┌─ Data excerpts

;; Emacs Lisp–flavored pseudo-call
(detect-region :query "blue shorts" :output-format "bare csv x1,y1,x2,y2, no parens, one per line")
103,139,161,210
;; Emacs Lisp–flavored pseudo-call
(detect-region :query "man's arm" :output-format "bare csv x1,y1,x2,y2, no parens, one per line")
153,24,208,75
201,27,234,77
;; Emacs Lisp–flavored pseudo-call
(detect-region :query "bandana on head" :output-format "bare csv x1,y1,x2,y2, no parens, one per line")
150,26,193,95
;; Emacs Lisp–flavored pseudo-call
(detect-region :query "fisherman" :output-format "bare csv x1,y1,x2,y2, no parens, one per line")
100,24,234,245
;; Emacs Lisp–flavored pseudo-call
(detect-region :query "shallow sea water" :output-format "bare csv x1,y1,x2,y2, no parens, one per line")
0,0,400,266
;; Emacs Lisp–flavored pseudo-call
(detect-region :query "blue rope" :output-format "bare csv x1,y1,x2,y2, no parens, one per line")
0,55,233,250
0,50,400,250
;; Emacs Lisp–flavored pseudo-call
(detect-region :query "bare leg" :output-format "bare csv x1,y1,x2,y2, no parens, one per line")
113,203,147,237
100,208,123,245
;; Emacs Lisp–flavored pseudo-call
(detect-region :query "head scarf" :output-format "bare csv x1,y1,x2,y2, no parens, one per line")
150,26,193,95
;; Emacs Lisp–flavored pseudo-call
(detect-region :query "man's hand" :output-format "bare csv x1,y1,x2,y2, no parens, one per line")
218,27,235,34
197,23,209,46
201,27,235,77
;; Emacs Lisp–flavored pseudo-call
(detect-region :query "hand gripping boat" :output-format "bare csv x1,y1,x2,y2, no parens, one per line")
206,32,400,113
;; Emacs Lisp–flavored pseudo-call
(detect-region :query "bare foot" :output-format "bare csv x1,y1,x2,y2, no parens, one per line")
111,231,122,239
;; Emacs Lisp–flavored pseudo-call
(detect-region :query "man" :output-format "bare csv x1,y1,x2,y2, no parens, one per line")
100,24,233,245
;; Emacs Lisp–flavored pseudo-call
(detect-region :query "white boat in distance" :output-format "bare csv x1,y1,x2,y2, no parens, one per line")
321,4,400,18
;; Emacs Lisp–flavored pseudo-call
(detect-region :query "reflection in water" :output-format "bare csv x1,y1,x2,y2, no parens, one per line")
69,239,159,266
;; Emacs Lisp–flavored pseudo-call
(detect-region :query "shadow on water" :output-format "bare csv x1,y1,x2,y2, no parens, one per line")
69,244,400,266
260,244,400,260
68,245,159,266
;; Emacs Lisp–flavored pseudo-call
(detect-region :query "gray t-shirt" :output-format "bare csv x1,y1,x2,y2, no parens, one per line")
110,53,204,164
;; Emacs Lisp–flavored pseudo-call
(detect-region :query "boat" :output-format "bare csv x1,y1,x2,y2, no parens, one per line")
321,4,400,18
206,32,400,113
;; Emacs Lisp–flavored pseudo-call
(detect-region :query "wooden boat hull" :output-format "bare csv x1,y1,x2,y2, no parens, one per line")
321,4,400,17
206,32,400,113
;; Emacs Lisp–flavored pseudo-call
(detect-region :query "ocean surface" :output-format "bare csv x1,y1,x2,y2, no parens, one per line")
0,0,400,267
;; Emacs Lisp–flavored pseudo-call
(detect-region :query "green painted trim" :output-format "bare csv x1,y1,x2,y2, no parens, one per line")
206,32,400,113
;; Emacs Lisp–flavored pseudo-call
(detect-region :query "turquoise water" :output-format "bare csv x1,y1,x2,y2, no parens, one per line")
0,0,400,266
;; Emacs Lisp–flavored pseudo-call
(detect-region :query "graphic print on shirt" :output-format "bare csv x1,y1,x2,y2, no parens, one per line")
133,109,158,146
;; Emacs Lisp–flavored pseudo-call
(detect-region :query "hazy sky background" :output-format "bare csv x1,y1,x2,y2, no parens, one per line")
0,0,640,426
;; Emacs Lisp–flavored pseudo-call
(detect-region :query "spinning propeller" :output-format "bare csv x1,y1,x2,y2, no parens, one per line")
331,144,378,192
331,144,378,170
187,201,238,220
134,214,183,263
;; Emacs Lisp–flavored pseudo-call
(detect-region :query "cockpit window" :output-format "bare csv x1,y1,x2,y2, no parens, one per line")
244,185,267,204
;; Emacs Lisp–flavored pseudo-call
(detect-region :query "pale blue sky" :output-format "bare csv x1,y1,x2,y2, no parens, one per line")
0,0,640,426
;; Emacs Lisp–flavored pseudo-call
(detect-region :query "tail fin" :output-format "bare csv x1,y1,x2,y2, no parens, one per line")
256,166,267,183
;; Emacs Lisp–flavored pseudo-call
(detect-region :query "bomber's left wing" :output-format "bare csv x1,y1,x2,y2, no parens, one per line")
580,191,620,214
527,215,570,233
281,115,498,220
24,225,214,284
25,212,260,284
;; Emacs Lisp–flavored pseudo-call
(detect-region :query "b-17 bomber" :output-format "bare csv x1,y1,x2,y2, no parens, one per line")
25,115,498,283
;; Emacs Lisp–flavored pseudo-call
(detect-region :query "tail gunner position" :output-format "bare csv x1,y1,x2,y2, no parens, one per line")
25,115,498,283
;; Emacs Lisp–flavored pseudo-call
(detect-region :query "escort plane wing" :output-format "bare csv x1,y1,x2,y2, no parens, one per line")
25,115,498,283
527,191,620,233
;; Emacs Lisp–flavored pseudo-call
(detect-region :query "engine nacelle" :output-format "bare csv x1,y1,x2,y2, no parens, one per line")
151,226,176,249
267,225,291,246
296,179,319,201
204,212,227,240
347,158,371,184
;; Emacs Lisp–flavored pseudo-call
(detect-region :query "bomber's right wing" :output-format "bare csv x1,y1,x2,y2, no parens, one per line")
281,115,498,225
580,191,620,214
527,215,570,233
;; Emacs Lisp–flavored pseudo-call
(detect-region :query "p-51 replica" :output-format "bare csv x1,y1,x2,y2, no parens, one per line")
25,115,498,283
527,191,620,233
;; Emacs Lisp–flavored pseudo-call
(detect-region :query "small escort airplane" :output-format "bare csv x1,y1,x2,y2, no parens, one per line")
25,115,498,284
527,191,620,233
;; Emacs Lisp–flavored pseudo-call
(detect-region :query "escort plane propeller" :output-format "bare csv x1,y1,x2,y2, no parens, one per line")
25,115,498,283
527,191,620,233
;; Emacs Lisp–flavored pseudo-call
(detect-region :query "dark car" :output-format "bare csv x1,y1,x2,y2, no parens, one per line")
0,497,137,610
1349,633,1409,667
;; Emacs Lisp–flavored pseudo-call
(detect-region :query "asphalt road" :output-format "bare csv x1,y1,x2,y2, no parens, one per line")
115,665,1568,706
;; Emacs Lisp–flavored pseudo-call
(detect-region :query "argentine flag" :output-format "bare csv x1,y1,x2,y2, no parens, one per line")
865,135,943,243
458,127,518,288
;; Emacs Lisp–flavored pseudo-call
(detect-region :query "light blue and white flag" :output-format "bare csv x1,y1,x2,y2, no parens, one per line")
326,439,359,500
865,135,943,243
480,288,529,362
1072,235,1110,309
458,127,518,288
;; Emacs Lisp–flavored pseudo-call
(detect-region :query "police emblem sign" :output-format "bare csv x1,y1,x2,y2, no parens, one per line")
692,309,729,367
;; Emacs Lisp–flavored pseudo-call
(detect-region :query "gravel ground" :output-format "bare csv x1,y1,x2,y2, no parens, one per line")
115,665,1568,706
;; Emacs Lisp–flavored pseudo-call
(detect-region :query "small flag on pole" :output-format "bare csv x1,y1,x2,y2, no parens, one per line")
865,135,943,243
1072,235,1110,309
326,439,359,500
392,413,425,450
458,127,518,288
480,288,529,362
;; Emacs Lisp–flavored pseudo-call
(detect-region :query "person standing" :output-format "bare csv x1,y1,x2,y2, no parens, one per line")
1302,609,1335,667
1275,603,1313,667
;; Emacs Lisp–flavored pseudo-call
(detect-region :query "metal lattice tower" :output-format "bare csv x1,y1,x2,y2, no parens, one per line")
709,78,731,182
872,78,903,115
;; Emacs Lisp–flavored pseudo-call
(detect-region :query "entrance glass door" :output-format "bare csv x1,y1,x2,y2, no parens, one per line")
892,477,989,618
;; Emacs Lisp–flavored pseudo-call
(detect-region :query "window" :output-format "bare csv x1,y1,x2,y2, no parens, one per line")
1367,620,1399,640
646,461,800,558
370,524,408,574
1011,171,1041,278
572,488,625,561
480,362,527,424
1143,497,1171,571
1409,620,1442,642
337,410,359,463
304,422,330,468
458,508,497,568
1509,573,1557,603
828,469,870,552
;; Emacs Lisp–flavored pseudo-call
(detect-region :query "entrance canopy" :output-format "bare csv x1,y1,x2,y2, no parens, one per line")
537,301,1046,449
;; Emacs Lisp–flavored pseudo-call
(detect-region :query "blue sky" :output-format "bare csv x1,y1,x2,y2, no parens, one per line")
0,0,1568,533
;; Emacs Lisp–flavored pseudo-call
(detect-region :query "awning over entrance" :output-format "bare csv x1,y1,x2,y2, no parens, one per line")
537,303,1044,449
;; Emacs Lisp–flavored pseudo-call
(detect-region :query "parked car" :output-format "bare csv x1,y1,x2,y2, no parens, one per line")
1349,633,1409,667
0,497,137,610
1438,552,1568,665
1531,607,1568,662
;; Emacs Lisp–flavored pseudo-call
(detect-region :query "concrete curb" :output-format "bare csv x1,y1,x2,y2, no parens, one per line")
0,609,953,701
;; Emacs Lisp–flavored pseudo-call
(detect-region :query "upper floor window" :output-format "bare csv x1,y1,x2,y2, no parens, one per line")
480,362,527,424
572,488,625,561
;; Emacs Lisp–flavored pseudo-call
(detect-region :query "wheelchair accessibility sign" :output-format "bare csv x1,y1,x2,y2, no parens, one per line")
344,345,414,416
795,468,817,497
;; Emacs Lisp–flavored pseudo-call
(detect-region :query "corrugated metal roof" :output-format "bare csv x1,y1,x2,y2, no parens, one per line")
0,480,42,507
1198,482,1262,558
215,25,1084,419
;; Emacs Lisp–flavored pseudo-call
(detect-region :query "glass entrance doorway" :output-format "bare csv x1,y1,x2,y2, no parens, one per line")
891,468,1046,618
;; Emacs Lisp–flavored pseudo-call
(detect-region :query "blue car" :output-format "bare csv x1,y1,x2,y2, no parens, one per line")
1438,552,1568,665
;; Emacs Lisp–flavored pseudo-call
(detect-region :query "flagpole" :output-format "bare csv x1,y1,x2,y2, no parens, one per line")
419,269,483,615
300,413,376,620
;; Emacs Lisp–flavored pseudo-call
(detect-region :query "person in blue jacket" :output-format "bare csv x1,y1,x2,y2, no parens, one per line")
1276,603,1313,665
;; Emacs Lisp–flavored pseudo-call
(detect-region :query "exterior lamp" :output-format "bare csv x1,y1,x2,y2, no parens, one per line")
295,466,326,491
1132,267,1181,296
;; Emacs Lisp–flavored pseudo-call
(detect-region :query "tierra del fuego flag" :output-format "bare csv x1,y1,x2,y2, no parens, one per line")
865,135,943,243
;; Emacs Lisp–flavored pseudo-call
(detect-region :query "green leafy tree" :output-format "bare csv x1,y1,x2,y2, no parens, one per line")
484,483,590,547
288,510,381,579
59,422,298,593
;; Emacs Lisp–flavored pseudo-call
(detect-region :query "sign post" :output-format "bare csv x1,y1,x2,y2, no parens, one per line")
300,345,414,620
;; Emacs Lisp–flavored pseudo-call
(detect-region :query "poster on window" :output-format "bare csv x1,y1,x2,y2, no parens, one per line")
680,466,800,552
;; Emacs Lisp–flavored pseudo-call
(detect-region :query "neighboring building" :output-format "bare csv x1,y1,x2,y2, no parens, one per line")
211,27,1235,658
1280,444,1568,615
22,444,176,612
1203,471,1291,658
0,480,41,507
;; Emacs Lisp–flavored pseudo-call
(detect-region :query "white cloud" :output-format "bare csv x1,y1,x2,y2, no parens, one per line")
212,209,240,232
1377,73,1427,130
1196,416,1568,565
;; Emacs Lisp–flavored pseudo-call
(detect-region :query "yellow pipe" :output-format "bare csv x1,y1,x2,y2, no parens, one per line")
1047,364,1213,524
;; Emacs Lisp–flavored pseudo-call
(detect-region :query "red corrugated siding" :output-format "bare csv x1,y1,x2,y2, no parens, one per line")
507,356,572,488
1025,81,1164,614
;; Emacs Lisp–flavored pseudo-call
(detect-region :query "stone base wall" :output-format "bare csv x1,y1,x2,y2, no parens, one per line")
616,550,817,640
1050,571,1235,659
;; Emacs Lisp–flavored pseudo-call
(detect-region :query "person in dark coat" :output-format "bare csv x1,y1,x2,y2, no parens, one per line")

└─

-- Task requirements --
From the material above, pick out every line containing the string "shirt" and copy each one in full.

-- Answer to this problem --
(detect-region :query "gray t-shirt" :output-format "bare csv x1,y1,x2,y2, no parens, one per line")
(detect-region :query "graphic print on shirt" :output-format "bare csv x1,y1,x2,y2, no parens, one per line")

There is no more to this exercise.